*What the task asks*.
Rewrite every line of the material from the one containing "stone in this photo." down to the end of the material, including the text lines. Increase each coordinate value in the answers by 109.

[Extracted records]
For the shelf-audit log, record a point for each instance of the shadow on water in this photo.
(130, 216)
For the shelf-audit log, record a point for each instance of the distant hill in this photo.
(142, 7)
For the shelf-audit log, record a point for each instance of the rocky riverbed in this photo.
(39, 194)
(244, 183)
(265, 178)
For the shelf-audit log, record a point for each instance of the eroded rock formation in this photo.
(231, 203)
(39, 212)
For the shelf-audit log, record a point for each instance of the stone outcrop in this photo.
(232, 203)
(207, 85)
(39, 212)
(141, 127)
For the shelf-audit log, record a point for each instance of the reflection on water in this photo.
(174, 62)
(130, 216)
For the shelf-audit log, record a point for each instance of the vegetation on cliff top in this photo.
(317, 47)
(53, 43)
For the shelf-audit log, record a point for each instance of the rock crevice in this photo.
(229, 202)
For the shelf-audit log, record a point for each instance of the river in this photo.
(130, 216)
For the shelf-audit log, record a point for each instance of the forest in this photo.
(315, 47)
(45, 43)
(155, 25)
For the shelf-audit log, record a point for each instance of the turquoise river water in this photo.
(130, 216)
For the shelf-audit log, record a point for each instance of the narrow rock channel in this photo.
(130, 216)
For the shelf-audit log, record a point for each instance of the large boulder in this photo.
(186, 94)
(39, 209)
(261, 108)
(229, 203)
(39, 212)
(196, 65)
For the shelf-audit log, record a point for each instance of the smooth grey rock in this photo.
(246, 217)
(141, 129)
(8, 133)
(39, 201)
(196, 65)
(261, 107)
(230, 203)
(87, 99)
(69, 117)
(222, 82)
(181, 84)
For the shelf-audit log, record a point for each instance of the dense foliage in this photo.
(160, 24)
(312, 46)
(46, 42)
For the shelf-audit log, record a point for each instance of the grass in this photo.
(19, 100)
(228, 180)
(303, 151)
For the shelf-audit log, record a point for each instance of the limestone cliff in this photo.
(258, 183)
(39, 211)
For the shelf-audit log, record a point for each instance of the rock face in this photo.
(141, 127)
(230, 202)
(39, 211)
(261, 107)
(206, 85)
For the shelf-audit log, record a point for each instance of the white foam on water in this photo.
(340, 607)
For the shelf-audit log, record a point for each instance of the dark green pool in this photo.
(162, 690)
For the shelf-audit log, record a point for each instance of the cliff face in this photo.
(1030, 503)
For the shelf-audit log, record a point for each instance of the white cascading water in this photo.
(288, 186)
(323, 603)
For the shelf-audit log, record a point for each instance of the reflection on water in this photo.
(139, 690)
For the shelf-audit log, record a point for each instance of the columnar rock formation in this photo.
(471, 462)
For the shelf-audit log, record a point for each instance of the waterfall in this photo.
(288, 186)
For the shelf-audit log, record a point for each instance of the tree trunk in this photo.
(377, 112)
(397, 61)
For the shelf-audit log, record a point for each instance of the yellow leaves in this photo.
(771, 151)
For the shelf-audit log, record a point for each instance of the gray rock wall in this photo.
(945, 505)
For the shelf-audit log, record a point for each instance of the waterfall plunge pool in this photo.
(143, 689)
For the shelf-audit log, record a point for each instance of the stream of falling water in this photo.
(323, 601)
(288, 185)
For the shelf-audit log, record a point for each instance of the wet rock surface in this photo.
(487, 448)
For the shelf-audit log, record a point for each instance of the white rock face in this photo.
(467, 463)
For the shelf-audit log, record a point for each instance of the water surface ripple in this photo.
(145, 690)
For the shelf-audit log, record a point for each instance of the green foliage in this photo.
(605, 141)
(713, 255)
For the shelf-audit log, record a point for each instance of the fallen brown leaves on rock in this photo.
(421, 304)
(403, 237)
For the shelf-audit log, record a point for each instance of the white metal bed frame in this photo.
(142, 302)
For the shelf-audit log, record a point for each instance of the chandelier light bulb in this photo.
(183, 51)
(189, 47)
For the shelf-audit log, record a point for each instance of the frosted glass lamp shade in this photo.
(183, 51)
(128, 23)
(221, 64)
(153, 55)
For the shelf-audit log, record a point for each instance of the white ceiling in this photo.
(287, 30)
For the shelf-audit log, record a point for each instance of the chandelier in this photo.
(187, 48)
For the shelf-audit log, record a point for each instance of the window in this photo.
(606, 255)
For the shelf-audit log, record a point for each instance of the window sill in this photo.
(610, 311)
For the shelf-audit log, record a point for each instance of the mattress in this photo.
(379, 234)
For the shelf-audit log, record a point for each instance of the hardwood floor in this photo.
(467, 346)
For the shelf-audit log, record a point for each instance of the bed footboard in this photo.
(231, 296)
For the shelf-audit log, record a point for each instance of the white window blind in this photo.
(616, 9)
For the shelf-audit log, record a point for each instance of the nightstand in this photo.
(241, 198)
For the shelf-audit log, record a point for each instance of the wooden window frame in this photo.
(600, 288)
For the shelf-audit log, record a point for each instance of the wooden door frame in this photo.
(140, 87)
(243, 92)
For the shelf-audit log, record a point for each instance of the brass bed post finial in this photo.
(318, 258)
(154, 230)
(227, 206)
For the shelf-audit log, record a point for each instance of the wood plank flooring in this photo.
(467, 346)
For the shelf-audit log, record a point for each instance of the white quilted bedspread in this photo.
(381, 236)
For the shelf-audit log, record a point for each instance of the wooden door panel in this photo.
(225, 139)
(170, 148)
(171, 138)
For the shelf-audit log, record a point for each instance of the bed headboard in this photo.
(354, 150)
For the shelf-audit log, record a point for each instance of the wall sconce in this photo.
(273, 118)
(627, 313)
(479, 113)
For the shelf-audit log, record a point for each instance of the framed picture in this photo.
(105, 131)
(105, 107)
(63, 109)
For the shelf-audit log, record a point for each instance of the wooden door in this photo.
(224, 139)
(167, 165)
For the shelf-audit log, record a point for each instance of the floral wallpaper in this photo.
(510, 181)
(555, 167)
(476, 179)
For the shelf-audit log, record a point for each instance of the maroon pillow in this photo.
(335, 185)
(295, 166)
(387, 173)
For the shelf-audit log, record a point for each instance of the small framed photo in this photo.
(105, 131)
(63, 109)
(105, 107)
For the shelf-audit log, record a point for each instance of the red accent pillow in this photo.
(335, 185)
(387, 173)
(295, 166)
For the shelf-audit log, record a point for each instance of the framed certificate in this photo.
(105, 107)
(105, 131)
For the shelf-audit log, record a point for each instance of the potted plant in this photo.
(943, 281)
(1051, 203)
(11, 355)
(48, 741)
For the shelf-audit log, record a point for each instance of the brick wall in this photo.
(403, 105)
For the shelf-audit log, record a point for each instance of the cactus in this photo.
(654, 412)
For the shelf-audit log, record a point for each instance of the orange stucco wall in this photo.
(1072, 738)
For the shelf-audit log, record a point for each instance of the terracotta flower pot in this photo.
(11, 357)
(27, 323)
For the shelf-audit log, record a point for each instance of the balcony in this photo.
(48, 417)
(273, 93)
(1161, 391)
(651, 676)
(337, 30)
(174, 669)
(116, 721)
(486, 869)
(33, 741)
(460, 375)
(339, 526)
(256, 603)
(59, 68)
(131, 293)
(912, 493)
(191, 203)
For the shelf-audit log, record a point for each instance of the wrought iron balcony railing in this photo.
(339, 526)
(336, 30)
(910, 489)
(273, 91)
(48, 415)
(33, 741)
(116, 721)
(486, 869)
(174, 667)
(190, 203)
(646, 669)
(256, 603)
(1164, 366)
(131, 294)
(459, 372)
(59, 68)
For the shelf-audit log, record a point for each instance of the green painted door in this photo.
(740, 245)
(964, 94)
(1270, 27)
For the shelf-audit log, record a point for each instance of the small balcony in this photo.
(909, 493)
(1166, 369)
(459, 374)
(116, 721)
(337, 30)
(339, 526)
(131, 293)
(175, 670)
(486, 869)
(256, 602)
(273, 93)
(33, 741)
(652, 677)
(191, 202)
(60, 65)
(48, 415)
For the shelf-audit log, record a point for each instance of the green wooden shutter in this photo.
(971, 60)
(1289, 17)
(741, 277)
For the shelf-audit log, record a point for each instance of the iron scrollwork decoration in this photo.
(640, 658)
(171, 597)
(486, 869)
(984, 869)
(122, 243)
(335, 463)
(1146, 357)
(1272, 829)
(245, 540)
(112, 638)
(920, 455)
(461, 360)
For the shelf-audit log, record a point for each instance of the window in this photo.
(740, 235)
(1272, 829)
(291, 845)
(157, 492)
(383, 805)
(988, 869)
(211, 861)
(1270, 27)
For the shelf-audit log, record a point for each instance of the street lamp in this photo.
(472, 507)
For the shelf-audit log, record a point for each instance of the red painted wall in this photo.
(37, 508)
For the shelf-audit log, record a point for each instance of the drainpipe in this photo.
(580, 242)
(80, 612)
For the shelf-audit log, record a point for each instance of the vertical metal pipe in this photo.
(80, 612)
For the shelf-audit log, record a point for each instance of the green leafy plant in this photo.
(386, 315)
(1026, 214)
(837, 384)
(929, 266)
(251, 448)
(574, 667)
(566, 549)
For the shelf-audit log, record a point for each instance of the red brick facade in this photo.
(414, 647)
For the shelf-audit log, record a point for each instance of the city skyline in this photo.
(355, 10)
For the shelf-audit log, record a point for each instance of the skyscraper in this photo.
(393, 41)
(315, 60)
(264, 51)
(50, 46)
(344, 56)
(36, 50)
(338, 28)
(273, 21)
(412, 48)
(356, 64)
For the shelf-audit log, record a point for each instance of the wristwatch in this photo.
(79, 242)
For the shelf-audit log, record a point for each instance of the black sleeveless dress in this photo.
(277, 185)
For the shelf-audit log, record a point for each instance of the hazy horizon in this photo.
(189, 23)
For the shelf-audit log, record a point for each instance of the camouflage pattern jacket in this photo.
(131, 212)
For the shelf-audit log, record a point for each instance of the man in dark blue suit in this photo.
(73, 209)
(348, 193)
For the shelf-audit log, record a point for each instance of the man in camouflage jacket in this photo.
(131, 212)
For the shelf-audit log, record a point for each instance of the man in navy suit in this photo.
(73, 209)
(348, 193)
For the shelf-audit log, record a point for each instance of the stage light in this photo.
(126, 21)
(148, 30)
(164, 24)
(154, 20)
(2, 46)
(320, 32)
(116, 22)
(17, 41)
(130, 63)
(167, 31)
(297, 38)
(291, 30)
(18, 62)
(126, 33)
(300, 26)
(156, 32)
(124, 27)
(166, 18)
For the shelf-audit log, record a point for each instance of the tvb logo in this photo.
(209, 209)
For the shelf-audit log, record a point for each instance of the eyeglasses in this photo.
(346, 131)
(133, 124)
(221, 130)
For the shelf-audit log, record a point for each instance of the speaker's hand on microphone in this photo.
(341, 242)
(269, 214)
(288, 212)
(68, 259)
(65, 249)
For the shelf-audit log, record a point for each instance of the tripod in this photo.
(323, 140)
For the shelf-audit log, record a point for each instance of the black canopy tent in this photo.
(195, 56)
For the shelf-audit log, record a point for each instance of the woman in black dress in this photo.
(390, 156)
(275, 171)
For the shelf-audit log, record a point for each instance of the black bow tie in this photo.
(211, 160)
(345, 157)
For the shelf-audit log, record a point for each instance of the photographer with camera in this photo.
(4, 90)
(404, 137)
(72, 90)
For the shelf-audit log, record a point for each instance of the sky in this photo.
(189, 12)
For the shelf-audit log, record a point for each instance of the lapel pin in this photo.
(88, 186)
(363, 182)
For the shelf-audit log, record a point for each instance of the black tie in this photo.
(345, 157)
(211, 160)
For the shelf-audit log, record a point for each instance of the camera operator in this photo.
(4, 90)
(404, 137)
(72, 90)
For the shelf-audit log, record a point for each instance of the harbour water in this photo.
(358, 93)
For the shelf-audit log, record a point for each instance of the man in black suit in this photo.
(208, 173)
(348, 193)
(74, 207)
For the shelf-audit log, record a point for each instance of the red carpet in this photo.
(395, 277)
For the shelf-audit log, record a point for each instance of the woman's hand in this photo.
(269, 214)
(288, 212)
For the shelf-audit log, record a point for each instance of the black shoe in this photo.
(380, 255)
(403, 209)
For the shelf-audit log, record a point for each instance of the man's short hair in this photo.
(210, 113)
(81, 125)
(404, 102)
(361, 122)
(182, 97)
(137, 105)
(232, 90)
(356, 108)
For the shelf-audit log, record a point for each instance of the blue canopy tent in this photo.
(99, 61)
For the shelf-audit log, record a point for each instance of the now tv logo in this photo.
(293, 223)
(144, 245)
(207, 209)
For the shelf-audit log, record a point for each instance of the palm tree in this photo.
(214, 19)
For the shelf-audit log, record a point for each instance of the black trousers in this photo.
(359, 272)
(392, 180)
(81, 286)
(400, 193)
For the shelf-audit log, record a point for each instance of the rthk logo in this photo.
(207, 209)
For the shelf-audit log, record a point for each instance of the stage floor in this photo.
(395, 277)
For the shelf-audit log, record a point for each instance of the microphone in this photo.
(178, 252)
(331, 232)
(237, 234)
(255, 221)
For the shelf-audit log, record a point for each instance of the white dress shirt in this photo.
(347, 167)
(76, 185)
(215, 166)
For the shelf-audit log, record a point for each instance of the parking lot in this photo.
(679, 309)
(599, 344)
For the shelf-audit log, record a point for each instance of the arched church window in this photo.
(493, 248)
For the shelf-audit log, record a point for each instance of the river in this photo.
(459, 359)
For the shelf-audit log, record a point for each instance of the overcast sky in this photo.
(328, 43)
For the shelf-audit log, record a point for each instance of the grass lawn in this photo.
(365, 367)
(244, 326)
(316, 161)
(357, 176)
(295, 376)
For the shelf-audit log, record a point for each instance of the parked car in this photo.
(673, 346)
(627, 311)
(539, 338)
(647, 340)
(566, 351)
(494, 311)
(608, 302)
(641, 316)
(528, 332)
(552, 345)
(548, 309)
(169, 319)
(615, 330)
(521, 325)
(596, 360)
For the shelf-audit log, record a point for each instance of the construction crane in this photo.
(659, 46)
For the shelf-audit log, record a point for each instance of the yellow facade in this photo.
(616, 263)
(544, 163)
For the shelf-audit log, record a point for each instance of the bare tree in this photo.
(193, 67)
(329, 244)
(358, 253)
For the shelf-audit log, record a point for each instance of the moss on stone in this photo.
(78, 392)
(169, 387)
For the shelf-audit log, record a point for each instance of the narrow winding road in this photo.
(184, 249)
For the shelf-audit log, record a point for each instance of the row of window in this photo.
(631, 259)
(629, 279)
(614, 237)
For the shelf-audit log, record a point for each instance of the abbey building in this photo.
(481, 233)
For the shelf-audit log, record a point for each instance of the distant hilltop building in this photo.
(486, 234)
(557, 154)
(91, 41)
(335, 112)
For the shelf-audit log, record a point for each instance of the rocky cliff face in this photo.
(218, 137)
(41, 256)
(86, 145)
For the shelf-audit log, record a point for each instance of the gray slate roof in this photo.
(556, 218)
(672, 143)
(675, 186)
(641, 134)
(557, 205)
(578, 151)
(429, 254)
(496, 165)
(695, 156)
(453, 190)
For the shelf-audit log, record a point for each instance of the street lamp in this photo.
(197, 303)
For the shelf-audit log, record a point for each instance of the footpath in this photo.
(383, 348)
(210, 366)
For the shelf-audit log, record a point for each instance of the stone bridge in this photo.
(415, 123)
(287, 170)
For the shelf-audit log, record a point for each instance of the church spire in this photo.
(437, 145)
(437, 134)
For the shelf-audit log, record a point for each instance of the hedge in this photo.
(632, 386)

*Answer below*.
For the shelf-audit log, record a point for each instance of the moss on stone in this photo.
(187, 501)
(278, 496)
For the shelf-audit log, record a point for each instance of the narrow winding road in this photo.
(293, 358)
For the shelf-audit log, record a point for each instance of the row of window in this photo.
(740, 368)
(738, 388)
(723, 346)
For the shelf-audit log, record a point for each instance of the abbey building in this photo.
(590, 342)
For the shelf-audit log, record a point for each instance of the distant hilltop building in this photo.
(595, 343)
(666, 263)
(200, 150)
(444, 221)
For the shelf-audit log, record a point for each instance of the rocky cliff face in this photo.
(327, 246)
(150, 365)
(195, 254)
For the shelf-audit log, record a point for each instance of the gray slate roof in this photo.
(665, 327)
(781, 252)
(784, 295)
(750, 243)
(666, 314)
(687, 260)
(538, 363)
(605, 274)
(804, 265)
(562, 299)
For the shelf-audit log, record a point for each instance of the street lamp in this photo.
(306, 412)
For the shelf-audit log, record a point for each instance of the footpath in this photo.
(492, 457)
(319, 475)
For the shelf-audit log, record a point for each instance of the stone bridge in this photo.
(524, 232)
(396, 279)
For the shelf-audit log, record a point for each instance of the church spire in this photo.
(546, 254)
(546, 243)
For the shelf-audit log, record a point for each instance of the hedge in this photo.
(741, 495)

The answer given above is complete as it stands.